_Compito scritto A_
Rispondi a queste domande sul brano sui musei, una per riga:
(i) In che anno Parigi ha eretto il Centre George Pompidou?
(ii) Che cosa è stato riconvertito nel Musée d’Orsay?
(iii) Quanti murales raccontano la presenza del Muro nella East Side Gallery?
_Compito scritto B_
Indica se ciascuna affermazione concorda con il brano sui musei. Rispondi sì o no e cita le parole decisive del brano.
(i) La Tate Modern reimpiega una vecchia centrale elettrica.
(ii) La East Side Gallery si trova lungo il Tamigi.
(iii) L’Hamburger Bahnhof è una stazione di Berlino diventata spazio espositivo.
_Compito scritto C_
Per favore, cita fedelmente la parte del brano sui musei che si apre con le parole contenenti "Al crescere del" e si chiude con "del dodicesimo arrondissément.".

_Brano fornito_
--- --- ---
Al crescere del livello culturale medio, non solo Roma, ma ogni metropoli occidentale ha sentito il bisogno di musealizzarsi.
Foto 1. MAXXI
Foto 2. MACRO Testaccio
Parigi ha osato per prima, nel 1976, erigendo il Centre George Pompidou sulle ceneri dei maleodoranti mercati del Beaubourg, e ha continuato, dieci anni più tardi, riconvertendo un’antica stazione ferroviaria nel Musée d’Orsay e gli antichi mattatoi de La Villette in centro culturale polifunzionale e polimorfico, con annessi musei della scienza e della musica; a seguire, sono stati i depositi portuali di Bercy a permearsi di cultura, per essere emulati, di lì a poco, dai malfamati docklands londinesi. Anche la storia sociale si fa largo tra le strade parigine e porta allo scoperto le tradizioni artigianali, sotto le volte ristrutturate del Viaduc des Arts, che ribadisce l’identità artigiana del dodicesimo arrondissément.
Foto 3. Bercy
Foto 4. Viaduc des Arts
La capitale britannica ha raccolto la sfida inaugurando la Tate Modern, sulle rive del Tamigi, ove reimpiega la vecchia centrale elettrica. Nel frattempo, a Berlino, un’altra stazione (l’Hamburger Bahnhof) diventa spazio espositivo, ma la città tedesca è già musealizzata in una forma sua propria e atipica, in cui la storia e l’arte, fuse un un’unica musa ispiratrice, hanno suggerito la più lunga galleria a cielo aperto mai esistita: nella East Side Gallery, lungo il corso della Sprea, oltre cento murales di artisti d’ogni dove raccontano un trentennio di ossessiva presenza del Muro, trasformandone i tronconi in un colorato memoriale alla libertà.
--- --- ---
_Elenco dei record_

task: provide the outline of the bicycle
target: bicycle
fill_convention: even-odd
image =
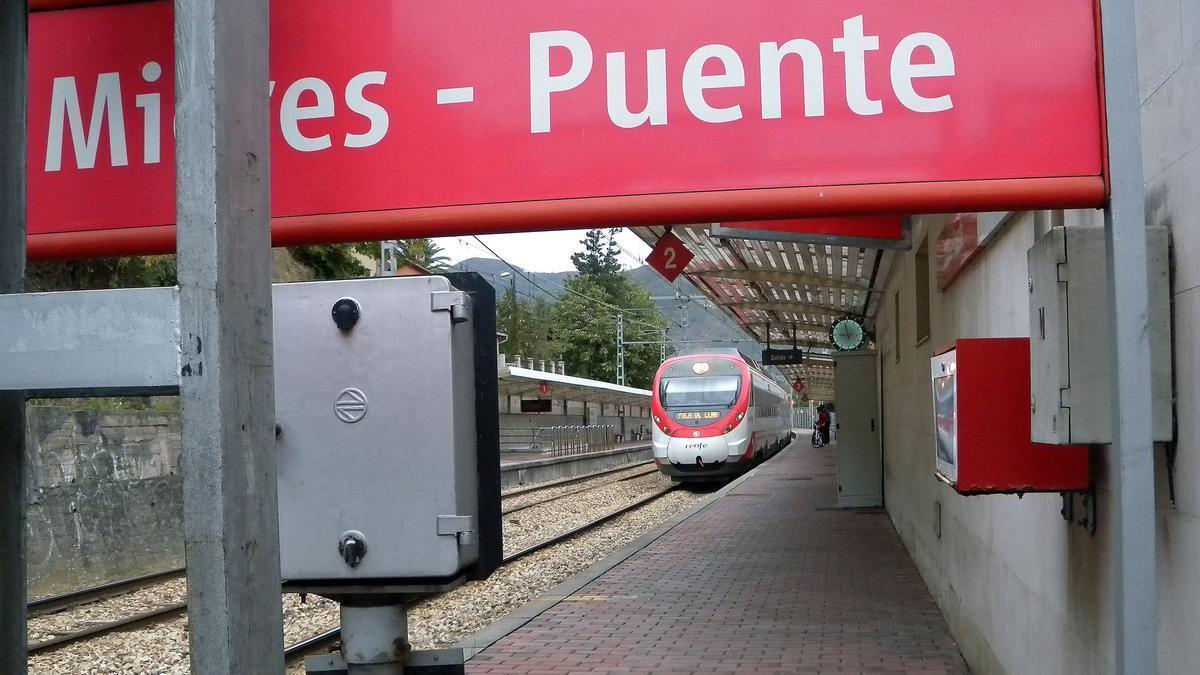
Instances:
[[[820,429],[814,429],[812,430],[812,438],[810,438],[809,442],[812,443],[814,448],[823,448],[823,447],[826,447],[826,446],[829,444],[829,443],[824,443],[822,441],[824,441],[824,438],[821,437],[821,430]]]

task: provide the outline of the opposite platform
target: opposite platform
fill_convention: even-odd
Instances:
[[[834,452],[804,441],[467,671],[968,673],[887,514],[835,508]]]

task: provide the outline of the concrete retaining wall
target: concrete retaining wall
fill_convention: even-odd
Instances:
[[[184,563],[179,416],[29,407],[29,595]]]

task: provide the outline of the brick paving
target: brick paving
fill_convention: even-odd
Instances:
[[[467,664],[522,673],[970,673],[882,512],[793,449]]]

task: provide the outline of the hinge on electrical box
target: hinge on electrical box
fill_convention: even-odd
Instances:
[[[450,321],[462,323],[470,318],[470,299],[462,291],[439,291],[431,293],[431,311],[450,312]]]
[[[1076,496],[1079,497],[1078,504],[1075,503]],[[1094,489],[1086,492],[1062,492],[1062,509],[1058,510],[1062,514],[1062,519],[1085,527],[1087,533],[1092,536],[1096,536],[1096,510]]]
[[[470,515],[439,515],[439,537],[458,537],[458,543],[469,546],[475,543],[475,519]]]

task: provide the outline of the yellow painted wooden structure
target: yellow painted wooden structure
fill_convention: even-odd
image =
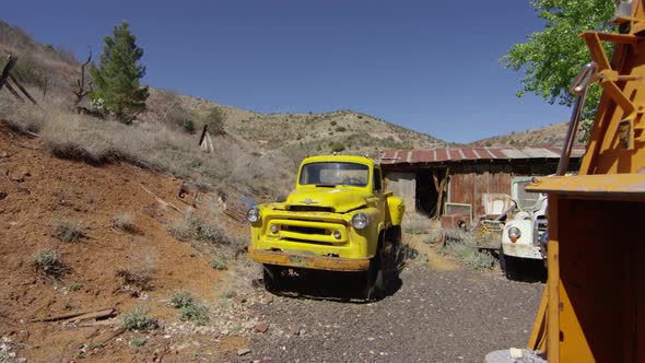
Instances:
[[[645,362],[645,0],[617,22],[629,33],[582,34],[603,94],[579,174],[527,188],[549,194],[549,278],[529,341],[549,362]]]

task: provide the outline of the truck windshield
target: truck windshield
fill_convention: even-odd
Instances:
[[[310,163],[301,171],[300,185],[364,187],[370,180],[370,167],[355,163]]]

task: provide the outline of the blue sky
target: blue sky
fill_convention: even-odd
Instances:
[[[21,0],[0,16],[78,58],[126,20],[144,83],[248,110],[349,108],[454,142],[570,114],[517,98],[523,74],[499,62],[541,30],[528,1]]]

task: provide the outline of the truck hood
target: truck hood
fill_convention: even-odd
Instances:
[[[329,208],[333,212],[344,213],[365,206],[370,195],[357,188],[304,187],[293,190],[284,207]]]

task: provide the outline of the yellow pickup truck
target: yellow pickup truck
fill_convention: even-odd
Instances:
[[[368,157],[306,157],[284,202],[254,207],[248,256],[263,264],[265,286],[297,269],[360,274],[362,296],[387,293],[398,273],[404,204],[384,191],[380,166]]]

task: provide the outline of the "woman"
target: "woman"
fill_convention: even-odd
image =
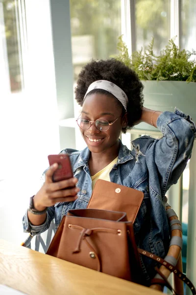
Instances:
[[[57,164],[47,170],[44,184],[33,198],[37,212],[27,210],[24,217],[24,231],[42,233],[54,218],[57,228],[69,210],[86,208],[100,178],[144,192],[134,223],[136,242],[159,256],[166,255],[169,234],[165,196],[190,157],[196,127],[190,117],[177,109],[162,113],[143,107],[143,88],[136,74],[115,59],[93,60],[84,67],[75,99],[82,107],[77,123],[87,148],[61,152],[70,156],[73,178],[53,183]],[[141,137],[132,142],[131,151],[119,136],[141,121],[157,127],[163,137]],[[155,263],[145,257],[141,261],[149,285]]]

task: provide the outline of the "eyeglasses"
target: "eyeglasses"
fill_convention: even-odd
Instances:
[[[90,120],[84,118],[79,118],[77,119],[76,122],[79,127],[84,130],[88,130],[91,128],[92,123],[95,123],[96,127],[98,130],[100,131],[107,131],[110,128],[110,125],[114,124],[120,117],[119,117],[116,120],[111,123],[109,123],[107,120],[98,119],[96,121],[90,121]]]

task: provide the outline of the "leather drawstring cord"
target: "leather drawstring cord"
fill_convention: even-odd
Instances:
[[[84,228],[82,227],[81,226],[79,226],[78,225],[75,225],[74,224],[69,224],[69,228],[70,229],[73,228],[76,229],[78,230],[80,230],[80,235],[79,236],[78,240],[77,241],[76,247],[74,251],[73,251],[73,253],[78,253],[80,252],[80,247],[81,244],[82,240],[85,240],[86,243],[88,244],[88,246],[91,250],[92,252],[95,253],[96,258],[97,258],[98,261],[98,266],[97,270],[98,271],[100,271],[101,266],[100,266],[100,260],[98,258],[98,255],[95,250],[95,248],[91,245],[89,242],[88,241],[86,238],[88,237],[90,237],[90,236],[92,234],[93,234],[95,232],[102,232],[104,233],[110,233],[111,234],[115,234],[116,235],[119,235],[119,231],[117,230],[113,230],[112,229],[108,229],[104,228],[94,228],[92,229],[85,229]]]

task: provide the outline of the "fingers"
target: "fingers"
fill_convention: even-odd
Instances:
[[[75,197],[79,191],[79,188],[74,187],[73,188],[68,188],[58,190],[49,194],[49,198],[50,199],[56,199],[59,198],[67,198],[68,197]],[[55,201],[55,202],[57,202]],[[64,202],[67,202],[64,201]]]
[[[58,169],[58,164],[54,163],[53,165],[49,167],[45,174],[45,182],[50,183],[52,182],[52,175],[54,171]]]
[[[65,180],[53,182],[52,184],[49,185],[49,188],[50,191],[55,192],[68,187],[74,187],[77,181],[77,178],[73,177]]]

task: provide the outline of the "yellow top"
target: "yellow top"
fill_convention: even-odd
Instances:
[[[92,181],[92,189],[94,188],[95,183],[98,179],[103,179],[104,180],[107,180],[110,181],[110,172],[111,171],[113,166],[117,162],[118,157],[113,160],[110,164],[109,164],[106,167],[105,167],[101,170],[100,170],[98,172],[91,177]]]

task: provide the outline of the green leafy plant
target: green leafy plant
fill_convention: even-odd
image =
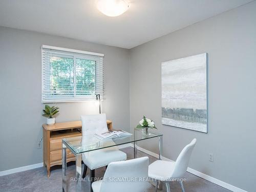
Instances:
[[[145,127],[150,127],[157,129],[155,125],[155,122],[151,119],[146,118],[144,116],[143,119],[140,121],[139,123],[140,124],[137,125],[136,128],[143,129]]]
[[[52,118],[53,116],[57,114],[59,111],[58,110],[59,108],[57,106],[53,106],[50,107],[49,105],[46,104],[44,110],[42,110],[44,114],[42,115],[49,118]]]

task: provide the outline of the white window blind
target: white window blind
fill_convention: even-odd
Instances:
[[[42,103],[104,98],[103,57],[99,53],[42,46]]]

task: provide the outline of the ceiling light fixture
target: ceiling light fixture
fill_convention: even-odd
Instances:
[[[127,11],[129,5],[124,0],[98,0],[97,8],[110,17],[120,15]]]

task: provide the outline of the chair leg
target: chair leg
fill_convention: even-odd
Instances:
[[[93,192],[93,188],[92,188],[92,183],[94,181],[94,178],[95,177],[95,169],[90,170],[91,176],[91,192]]]
[[[82,178],[84,179],[86,176],[86,172],[87,172],[87,166],[84,164],[84,166],[83,167],[83,172],[82,173]]]
[[[166,182],[165,185],[166,186],[166,191],[167,192],[170,192],[170,184],[169,184],[169,182]]]
[[[185,192],[185,189],[184,188],[183,183],[182,181],[180,181],[180,186],[181,186],[181,189],[182,189],[182,192]]]

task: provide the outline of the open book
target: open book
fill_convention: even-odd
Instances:
[[[122,130],[110,130],[104,133],[95,133],[95,136],[100,139],[105,139],[131,135],[132,134]]]

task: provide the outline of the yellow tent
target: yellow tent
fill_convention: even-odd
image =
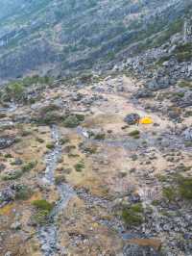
--- --- ---
_Risposta finale A_
(i) Nel 1976.
(ii) Un’antica stazione ferroviaria.
(iii) Oltre cento.

_Risposta finale B_
(i) Sì: "ove reimpiega la vecchia centrale elettrica".
(ii) No: "lungo il corso della Sprea".
(iii) Sì: "a Berlino, un’altra stazione (l’Hamburger Bahnhof) diventa spazio espositivo".

_Risposta finale C_
Al crescere del livello culturale medio, non solo Roma, ma ogni metropoli occidentale ha sentito il bisogno di musealizzarsi.
Foto 1. MAXXI
Foto 2. MACRO Testaccio
Parigi ha osato per prima, nel 1976, erigendo il Centre George Pompidou sulle ceneri dei maleodoranti mercati del Beaubourg, e ha continuato, dieci anni più tardi, riconvertendo un’antica stazione ferroviaria nel Musée d’Orsay e gli antichi mattatoi de La Villette in centro culturale polifunzionale e polimorfico, con annessi musei della scienza e della musica; a seguire, sono stati i depositi portuali di Bercy a permearsi di cultura, per essere emulati, di lì a poco, dai malfamati docklands londinesi. Anche la storia sociale si fa largo tra le strade parigine e porta allo scoperto le tradizioni artigianali, sotto le volte ristrutturate del Viaduc des Arts, che ribadisce l’identità artigiana del dodicesimo arrondissément.